- _OBJECTIVE_: Render the listing below as a JSON array of strings, one string per line and no entries for blank lines, with the pictures left out.

- _TASK DATA_:
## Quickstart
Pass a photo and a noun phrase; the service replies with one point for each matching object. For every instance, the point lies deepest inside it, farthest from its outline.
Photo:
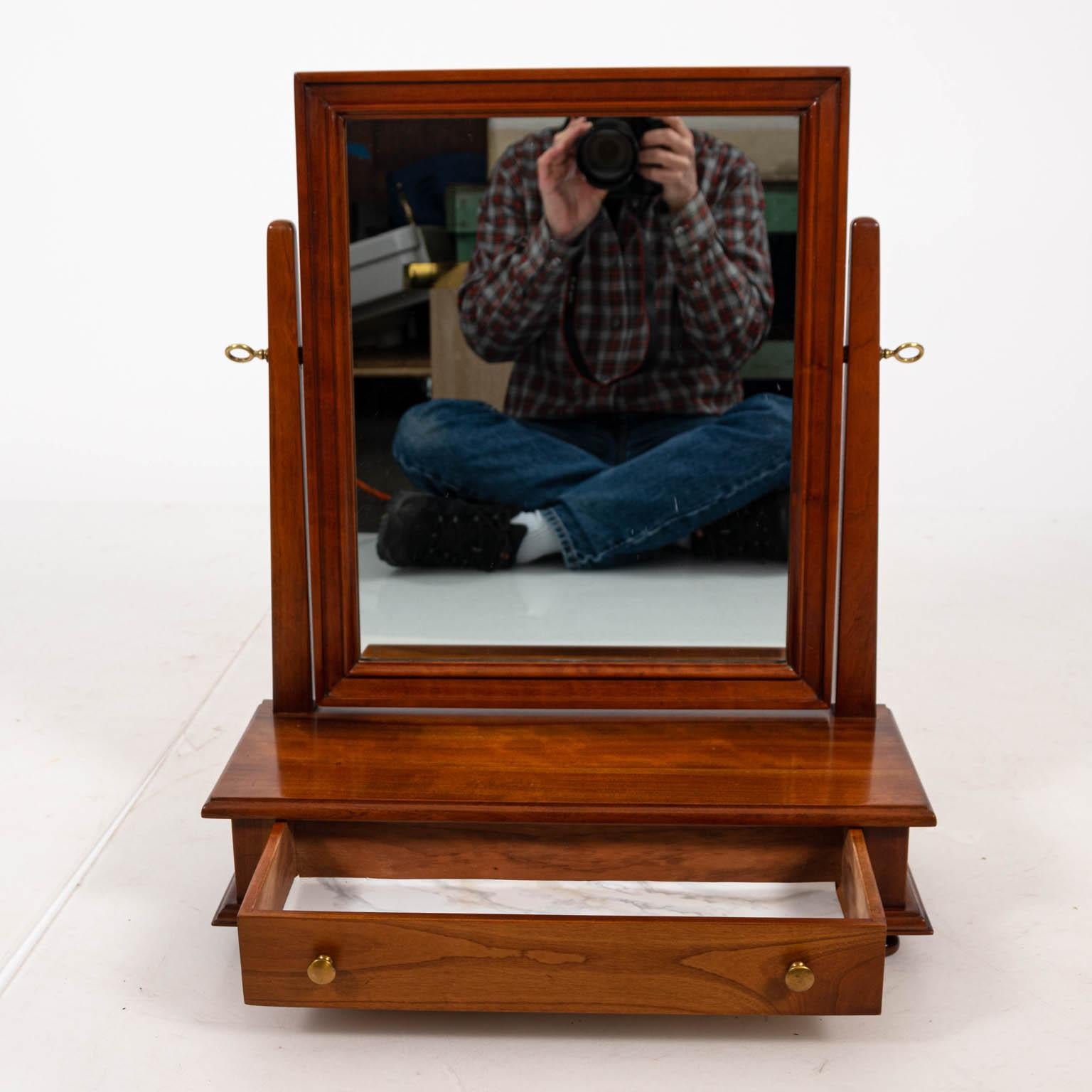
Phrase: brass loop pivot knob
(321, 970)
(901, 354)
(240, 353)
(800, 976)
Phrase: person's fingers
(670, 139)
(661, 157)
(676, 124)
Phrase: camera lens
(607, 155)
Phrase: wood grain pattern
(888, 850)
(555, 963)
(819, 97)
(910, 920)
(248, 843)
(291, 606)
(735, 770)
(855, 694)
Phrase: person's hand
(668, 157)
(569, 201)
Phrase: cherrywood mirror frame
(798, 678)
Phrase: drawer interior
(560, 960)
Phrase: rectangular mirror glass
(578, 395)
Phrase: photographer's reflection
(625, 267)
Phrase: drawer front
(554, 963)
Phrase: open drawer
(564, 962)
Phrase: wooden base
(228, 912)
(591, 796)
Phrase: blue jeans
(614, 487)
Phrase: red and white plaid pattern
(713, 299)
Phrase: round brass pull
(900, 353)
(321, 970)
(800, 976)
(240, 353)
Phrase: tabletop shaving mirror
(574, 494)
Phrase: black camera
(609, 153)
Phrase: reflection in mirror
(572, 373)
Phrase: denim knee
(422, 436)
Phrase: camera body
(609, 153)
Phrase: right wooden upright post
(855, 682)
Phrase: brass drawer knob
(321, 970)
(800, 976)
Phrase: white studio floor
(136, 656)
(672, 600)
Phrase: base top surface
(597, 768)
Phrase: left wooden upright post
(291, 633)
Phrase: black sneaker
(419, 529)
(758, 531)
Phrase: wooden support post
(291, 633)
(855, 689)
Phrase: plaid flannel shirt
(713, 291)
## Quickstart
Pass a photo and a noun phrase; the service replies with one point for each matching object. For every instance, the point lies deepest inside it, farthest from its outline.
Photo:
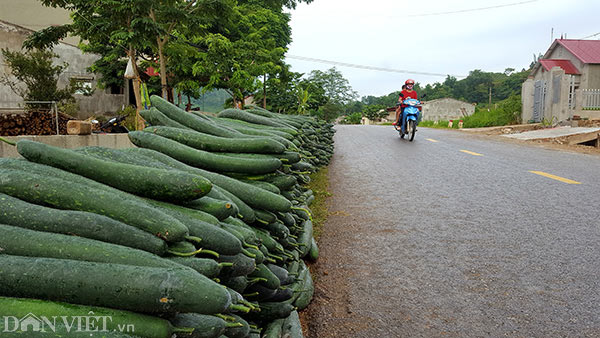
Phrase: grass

- _FINISHED EXERCISE_:
[
  "## Quickstart",
  "Pass a photo and a noun phrase; the service replies with one point for each matching object. For every instance, the point lies deepest inside it, farthest from its outline.",
  "Photo:",
  "Phrase: brass loop pivot knob",
  "(321, 970)",
  "(901, 354)",
  "(240, 353)",
  "(800, 976)",
  "Phrase: person's fingers",
  "(670, 139)",
  "(661, 157)",
  "(676, 124)",
  "Phrase: camera lens",
  "(607, 155)",
  "Phrase: wood grain pattern",
  "(888, 850)",
  "(555, 963)",
  "(819, 97)",
  "(910, 920)",
  "(248, 843)",
  "(291, 606)",
  "(735, 770)",
  "(855, 694)",
  "Phrase: person's hand",
  "(668, 157)",
  "(569, 201)",
  "Phrase: cherrywood mirror frame",
  "(798, 678)",
  "Phrase: drawer interior",
  "(560, 960)",
  "Phrase: rectangular mirror glass",
  "(578, 395)",
  "Phrase: photographer's reflection",
  "(625, 267)",
  "Phrase: drawer front",
  "(554, 963)",
  "Phrase: open drawer",
  "(564, 962)",
  "Phrase: wooden base",
  "(228, 912)",
  "(591, 796)",
  "Phrase: blue jeans",
  "(614, 487)",
  "Phrase: red and white plaid pattern",
  "(713, 299)",
  "Phrase: round brass pull",
  "(900, 353)",
  "(321, 970)",
  "(800, 976)",
  "(240, 353)",
  "Phrase: tabletop shaving mirror",
  "(574, 494)",
  "Phrase: black camera",
  "(609, 153)",
  "Phrase: reflection in mirror",
  "(572, 373)",
  "Phrase: denim knee",
  "(422, 436)",
  "Phrase: camera body",
  "(609, 153)",
  "Phrase: right wooden upright post",
  "(855, 682)",
  "Phrase: brass drawer knob",
  "(321, 970)",
  "(800, 976)",
  "Phrase: white studio floor",
  "(136, 656)",
  "(672, 600)",
  "Phrase: base top surface",
  "(597, 768)",
  "Phrase: left wooden upright post",
  "(291, 633)",
  "Phrase: black sneaker",
  "(419, 529)",
  "(758, 531)",
  "Phrase: wooden support post",
  "(291, 633)",
  "(855, 689)",
  "Phrase: plaid flannel shirt",
  "(713, 291)",
  "## Quickstart",
  "Pass a photo and a noun phrase; the service replies with one point for each matching object. For every instance, the point lies deepest inside it, farthest from its outline.",
  "Photo:",
  "Phrase: grass"
]